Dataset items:

_ _ _

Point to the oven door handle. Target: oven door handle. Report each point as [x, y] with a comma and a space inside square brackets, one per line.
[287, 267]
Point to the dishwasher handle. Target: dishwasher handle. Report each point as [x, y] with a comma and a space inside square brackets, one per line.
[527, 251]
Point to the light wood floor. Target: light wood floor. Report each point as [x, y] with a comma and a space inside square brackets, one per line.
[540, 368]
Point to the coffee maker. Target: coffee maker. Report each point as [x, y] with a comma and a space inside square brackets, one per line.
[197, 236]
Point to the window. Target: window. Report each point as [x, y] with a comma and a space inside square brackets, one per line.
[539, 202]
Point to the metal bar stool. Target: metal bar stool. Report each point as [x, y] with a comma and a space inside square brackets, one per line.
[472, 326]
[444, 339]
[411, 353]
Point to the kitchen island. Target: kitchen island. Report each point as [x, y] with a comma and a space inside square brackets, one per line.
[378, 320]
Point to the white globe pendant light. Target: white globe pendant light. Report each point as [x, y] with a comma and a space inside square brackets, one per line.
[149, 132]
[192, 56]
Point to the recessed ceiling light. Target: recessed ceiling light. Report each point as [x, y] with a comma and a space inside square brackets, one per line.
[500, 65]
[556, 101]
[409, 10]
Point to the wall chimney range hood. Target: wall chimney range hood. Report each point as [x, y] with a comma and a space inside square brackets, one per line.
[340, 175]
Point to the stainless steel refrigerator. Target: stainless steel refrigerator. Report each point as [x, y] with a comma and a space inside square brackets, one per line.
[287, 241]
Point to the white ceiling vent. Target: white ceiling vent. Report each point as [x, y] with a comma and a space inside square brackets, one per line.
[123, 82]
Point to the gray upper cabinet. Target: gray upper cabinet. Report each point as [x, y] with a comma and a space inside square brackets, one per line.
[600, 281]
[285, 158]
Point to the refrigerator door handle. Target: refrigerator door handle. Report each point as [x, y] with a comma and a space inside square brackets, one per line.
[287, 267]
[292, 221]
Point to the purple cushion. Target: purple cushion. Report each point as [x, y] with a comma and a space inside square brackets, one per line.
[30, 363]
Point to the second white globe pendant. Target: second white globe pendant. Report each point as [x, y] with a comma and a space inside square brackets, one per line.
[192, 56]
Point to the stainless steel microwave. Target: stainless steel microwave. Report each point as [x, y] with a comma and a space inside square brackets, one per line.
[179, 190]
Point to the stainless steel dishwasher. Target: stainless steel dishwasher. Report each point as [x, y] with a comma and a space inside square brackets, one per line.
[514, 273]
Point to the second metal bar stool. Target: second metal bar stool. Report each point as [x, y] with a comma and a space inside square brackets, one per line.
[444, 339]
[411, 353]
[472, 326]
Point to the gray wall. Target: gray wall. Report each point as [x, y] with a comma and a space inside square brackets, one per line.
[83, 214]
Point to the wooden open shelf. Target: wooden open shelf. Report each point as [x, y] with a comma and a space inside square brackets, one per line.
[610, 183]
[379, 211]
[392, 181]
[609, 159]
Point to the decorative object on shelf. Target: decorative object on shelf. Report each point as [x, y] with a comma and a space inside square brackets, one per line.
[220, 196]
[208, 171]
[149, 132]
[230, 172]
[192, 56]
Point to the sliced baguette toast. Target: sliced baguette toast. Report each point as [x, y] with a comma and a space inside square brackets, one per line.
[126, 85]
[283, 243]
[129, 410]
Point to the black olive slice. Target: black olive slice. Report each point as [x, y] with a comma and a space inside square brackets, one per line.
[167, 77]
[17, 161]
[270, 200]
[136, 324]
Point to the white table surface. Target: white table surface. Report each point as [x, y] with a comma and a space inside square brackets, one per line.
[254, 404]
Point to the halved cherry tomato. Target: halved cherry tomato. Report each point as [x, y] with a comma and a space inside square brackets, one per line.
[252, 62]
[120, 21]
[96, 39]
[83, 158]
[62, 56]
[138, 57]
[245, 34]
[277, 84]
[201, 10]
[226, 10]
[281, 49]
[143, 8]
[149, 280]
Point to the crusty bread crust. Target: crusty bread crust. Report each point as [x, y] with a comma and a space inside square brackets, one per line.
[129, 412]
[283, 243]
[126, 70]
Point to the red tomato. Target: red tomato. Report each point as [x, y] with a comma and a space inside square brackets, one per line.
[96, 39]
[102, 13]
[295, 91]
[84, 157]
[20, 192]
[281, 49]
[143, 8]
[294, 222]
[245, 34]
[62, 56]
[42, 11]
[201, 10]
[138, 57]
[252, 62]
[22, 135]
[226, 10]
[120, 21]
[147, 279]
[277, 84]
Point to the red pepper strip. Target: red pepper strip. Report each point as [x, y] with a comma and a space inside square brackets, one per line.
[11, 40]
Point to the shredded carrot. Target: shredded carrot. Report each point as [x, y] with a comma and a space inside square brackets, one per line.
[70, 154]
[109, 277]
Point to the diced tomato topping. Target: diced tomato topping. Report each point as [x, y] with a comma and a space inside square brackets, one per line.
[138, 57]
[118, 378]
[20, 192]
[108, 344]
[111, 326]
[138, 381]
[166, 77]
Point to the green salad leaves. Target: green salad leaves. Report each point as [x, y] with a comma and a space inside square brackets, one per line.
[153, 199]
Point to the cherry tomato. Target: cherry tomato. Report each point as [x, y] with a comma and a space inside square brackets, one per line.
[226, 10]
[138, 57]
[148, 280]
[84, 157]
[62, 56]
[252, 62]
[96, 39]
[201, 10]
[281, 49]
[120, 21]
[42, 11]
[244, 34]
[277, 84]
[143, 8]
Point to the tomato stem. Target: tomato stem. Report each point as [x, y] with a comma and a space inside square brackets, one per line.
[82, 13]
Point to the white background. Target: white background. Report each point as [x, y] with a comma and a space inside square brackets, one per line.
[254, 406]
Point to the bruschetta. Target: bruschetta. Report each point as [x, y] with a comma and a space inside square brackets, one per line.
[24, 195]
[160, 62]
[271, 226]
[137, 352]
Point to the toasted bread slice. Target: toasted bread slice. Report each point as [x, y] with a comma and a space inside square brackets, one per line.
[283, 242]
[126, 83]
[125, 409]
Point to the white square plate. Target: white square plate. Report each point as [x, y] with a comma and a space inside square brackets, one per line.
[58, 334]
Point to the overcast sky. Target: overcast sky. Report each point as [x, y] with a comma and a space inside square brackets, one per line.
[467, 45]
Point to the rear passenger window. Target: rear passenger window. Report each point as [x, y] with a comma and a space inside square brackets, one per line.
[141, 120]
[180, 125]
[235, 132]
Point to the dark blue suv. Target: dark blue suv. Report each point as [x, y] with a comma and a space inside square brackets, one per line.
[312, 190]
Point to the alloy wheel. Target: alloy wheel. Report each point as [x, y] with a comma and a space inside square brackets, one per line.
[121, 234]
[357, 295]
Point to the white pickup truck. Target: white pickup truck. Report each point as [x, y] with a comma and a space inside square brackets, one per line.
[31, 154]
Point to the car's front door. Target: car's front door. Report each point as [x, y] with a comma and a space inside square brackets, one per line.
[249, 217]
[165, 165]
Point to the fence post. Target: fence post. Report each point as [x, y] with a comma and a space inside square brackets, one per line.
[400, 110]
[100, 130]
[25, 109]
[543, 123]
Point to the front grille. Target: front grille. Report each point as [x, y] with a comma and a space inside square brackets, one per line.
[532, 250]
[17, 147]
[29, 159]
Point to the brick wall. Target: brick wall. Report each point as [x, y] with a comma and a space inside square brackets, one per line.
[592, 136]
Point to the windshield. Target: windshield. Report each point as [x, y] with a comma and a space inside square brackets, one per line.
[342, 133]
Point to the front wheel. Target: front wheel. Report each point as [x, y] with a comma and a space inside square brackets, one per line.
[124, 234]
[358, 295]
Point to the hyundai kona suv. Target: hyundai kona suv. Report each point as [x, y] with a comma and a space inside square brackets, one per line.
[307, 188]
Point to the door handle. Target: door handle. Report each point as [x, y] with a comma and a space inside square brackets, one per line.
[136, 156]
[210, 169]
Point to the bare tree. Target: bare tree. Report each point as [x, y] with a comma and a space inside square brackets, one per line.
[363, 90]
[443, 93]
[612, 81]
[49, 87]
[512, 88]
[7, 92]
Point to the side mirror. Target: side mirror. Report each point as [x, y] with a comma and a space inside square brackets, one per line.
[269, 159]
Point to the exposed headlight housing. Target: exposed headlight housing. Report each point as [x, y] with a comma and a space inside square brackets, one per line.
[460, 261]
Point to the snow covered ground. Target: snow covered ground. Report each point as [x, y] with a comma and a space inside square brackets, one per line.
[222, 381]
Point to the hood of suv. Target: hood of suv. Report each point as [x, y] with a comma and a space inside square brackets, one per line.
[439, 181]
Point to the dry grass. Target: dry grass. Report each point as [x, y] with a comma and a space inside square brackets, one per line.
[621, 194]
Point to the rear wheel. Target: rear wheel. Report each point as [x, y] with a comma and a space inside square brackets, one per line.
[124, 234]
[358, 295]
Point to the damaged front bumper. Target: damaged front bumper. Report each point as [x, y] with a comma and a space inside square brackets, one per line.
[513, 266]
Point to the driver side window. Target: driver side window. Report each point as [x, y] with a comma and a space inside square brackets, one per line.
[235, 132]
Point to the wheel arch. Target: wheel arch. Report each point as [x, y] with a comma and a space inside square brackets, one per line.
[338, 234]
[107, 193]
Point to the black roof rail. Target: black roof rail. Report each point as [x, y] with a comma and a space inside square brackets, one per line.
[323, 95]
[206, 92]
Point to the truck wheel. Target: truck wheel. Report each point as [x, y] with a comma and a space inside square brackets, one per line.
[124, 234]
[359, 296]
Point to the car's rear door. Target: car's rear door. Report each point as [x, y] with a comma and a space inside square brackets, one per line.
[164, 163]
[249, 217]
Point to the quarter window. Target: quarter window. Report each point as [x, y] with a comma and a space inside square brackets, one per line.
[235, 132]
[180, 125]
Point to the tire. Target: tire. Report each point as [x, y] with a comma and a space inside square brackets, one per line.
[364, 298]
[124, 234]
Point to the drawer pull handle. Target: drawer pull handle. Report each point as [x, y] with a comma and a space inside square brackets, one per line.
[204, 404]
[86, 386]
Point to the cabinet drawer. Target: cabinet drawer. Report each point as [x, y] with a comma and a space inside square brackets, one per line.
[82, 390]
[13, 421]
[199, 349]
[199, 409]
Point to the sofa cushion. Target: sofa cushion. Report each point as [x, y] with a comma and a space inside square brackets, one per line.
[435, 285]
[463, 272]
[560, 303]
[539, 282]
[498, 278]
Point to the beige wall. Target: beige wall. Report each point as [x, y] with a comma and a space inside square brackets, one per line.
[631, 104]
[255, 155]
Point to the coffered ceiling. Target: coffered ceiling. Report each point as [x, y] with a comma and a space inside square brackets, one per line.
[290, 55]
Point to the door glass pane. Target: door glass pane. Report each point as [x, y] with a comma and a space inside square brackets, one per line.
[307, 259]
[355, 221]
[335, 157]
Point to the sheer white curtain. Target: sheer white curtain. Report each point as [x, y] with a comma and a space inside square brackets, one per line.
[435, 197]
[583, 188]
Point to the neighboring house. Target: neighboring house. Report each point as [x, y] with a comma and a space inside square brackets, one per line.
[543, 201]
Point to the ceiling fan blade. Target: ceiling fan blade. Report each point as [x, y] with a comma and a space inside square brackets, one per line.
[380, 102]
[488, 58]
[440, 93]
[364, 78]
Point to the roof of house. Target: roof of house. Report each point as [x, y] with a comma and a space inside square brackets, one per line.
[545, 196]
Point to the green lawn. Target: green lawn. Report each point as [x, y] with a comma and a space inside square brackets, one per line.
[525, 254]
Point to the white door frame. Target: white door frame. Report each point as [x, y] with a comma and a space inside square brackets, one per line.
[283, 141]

_ _ _

• Brief: Rewrite the lines from the one containing "Point to the white door" through the last line, changing "door frame" to "door trim" and leaving everything else as it is.

• Correct output:
Point to the white door trim. Target: white door trim. Report each point as [x, y] with a comma and a space inside square brackets, one per line.
[283, 141]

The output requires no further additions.